| Natural language region descriptions |
-- Opening Marker --

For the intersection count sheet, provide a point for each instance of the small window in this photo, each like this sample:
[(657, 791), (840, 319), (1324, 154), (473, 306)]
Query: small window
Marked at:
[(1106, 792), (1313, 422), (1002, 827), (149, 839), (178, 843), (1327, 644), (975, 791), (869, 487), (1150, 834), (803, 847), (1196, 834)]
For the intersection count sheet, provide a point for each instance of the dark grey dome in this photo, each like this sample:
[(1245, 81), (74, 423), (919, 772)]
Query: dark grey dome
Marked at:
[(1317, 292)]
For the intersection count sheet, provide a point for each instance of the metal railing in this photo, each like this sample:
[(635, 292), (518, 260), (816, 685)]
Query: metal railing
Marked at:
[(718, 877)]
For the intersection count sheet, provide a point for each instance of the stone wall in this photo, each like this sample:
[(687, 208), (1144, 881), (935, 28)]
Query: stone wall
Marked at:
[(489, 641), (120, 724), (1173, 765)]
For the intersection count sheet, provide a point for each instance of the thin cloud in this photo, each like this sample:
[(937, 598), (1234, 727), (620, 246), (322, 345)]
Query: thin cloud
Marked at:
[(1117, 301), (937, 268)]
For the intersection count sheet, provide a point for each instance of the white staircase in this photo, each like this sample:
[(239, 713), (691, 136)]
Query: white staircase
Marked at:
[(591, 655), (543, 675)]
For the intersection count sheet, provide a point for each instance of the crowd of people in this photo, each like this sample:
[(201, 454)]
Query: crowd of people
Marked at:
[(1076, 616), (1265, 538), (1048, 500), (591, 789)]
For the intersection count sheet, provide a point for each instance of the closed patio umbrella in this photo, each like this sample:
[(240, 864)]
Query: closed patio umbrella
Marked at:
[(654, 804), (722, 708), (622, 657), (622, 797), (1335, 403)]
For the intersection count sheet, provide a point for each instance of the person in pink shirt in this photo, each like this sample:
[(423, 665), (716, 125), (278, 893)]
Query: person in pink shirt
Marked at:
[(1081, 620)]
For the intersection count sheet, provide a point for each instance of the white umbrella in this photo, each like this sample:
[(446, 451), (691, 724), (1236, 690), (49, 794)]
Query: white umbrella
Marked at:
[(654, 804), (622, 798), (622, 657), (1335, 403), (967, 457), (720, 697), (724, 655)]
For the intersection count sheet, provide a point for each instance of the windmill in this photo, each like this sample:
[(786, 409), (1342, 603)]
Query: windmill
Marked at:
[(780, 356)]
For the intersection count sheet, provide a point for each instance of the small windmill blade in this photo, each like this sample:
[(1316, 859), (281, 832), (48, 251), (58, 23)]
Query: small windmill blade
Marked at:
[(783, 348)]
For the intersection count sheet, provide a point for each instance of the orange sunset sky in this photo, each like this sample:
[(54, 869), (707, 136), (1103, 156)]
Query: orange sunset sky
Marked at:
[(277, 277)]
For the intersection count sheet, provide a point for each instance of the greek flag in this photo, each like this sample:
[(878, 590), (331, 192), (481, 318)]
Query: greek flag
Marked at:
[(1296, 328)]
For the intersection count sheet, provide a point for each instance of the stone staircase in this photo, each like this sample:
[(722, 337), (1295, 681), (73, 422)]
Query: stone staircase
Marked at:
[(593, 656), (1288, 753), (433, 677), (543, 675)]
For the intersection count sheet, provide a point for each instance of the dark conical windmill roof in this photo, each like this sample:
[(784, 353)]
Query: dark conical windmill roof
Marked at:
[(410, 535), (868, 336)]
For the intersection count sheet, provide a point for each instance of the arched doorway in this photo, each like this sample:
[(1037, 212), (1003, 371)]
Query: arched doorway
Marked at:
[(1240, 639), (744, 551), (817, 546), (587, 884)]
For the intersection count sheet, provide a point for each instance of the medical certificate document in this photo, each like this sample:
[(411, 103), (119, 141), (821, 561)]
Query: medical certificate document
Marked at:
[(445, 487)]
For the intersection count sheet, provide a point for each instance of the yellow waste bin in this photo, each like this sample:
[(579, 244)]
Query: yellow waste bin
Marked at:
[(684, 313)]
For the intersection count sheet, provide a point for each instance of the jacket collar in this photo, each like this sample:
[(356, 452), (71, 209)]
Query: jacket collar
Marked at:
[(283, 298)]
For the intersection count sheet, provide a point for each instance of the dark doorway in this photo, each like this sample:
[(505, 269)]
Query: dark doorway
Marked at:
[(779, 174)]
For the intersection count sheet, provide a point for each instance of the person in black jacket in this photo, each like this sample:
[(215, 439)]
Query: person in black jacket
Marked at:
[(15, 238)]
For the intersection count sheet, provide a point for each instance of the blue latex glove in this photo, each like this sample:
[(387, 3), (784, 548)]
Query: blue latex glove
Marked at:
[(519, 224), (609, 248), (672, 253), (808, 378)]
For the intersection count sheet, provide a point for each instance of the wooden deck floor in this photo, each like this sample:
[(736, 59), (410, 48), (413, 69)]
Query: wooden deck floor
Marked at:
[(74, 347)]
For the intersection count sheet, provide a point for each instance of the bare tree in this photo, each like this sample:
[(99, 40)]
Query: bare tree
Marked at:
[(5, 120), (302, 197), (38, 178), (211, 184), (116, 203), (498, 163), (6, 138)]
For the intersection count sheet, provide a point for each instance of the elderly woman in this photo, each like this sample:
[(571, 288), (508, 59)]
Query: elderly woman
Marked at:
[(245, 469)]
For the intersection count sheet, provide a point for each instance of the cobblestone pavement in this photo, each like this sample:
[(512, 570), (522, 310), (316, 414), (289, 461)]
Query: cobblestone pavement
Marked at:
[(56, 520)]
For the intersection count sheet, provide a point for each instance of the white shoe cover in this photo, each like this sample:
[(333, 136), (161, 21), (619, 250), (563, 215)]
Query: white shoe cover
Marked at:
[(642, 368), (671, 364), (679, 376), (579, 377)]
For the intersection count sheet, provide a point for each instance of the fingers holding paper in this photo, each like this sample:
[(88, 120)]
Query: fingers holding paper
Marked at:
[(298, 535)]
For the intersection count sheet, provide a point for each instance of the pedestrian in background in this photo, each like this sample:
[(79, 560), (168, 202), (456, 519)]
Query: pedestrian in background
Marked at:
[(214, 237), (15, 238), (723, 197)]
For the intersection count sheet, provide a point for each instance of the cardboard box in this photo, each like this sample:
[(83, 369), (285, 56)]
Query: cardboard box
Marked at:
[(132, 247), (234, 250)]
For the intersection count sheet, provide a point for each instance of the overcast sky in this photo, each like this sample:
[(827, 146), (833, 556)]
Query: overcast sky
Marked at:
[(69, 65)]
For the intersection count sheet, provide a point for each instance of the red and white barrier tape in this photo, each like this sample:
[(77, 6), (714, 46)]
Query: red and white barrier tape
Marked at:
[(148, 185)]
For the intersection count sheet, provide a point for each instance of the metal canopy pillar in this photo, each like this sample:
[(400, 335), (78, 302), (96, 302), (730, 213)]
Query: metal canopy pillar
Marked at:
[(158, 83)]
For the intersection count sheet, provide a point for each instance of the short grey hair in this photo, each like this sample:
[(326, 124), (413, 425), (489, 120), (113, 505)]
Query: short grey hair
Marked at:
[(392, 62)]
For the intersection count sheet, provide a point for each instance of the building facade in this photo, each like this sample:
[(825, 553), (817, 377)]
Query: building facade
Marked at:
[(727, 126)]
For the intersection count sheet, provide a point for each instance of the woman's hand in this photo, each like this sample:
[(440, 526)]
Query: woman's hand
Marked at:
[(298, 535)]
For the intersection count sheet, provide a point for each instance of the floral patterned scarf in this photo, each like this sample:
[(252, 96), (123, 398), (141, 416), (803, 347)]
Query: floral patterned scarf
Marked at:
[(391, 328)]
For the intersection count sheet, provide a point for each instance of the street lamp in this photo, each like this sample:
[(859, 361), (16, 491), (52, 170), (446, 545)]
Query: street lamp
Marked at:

-- Closing Marker --

| Task description |
Of the entries listed above, reproduce only the lines starting at the line containing "Query: fingers holding paper" and ending at the line containing "[(77, 6), (714, 46)]". Include both, exactly as they stand.

| Written answer |
Query: fingers holding paper
Marked at:
[(298, 535)]
For the intersection count sheet, provide a point for each instance of the pedestrian in background in this photo, each like this sample:
[(79, 560), (168, 202), (456, 519)]
Query: pedestrian in background
Marked at:
[(214, 237), (15, 238), (723, 197)]
For the intersection count sheet, provide a point for each instance of the cardboard box in this photo, each like this sample:
[(83, 369), (285, 56)]
Query: cardboard box
Marked at:
[(132, 247), (234, 250)]
For the intersection count sheet, provide a point for each instance of the overcast sky in this photo, each like this sample:
[(827, 146), (833, 556)]
Query: overcast sky
Marked at:
[(69, 65)]
For the intersection count sheet, provide a point for each instance of the red and white barrier tape in this photo, each like this sample:
[(77, 6), (714, 46)]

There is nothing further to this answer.